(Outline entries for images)
--- Begin ---

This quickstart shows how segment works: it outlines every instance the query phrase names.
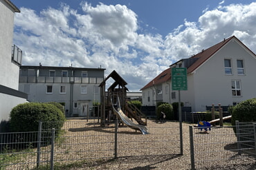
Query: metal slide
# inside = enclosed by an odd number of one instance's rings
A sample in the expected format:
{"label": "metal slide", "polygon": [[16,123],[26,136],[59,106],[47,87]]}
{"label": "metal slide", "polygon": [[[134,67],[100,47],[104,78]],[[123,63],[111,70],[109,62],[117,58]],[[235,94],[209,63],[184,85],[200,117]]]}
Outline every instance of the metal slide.
{"label": "metal slide", "polygon": [[120,107],[119,97],[118,97],[117,105],[113,104],[112,98],[111,99],[111,100],[115,114],[118,116],[119,119],[121,120],[123,123],[125,123],[131,129],[140,131],[143,135],[149,134],[147,127],[138,124],[135,124],[124,114],[124,112],[122,112]]}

--- End ---

*REQUIREMENTS*
Rewrite all the records with "quickstart" changed to "walkthrough" and everything else unchanged. Leave the pictures out.

*TASK OUTPUT*
This walkthrough shows how segment works: it outlines every instance the query phrase names.
Query: metal slide
# inside = enclosed by an odd number of one instance's rings
A sample in the expected format:
{"label": "metal slide", "polygon": [[16,123],[26,136],[59,106],[47,87]]}
{"label": "metal slide", "polygon": [[[134,67],[100,47],[104,78]],[[123,63],[111,70],[109,62],[117,58]],[[235,94],[209,63],[184,85],[200,117]]]}
Outline every instance of the metal slide.
{"label": "metal slide", "polygon": [[120,107],[119,97],[118,97],[117,105],[113,104],[112,98],[111,99],[111,100],[115,114],[118,116],[119,119],[121,120],[123,123],[125,123],[131,129],[140,131],[143,135],[149,134],[147,127],[138,124],[135,124],[124,114],[124,112],[122,112]]}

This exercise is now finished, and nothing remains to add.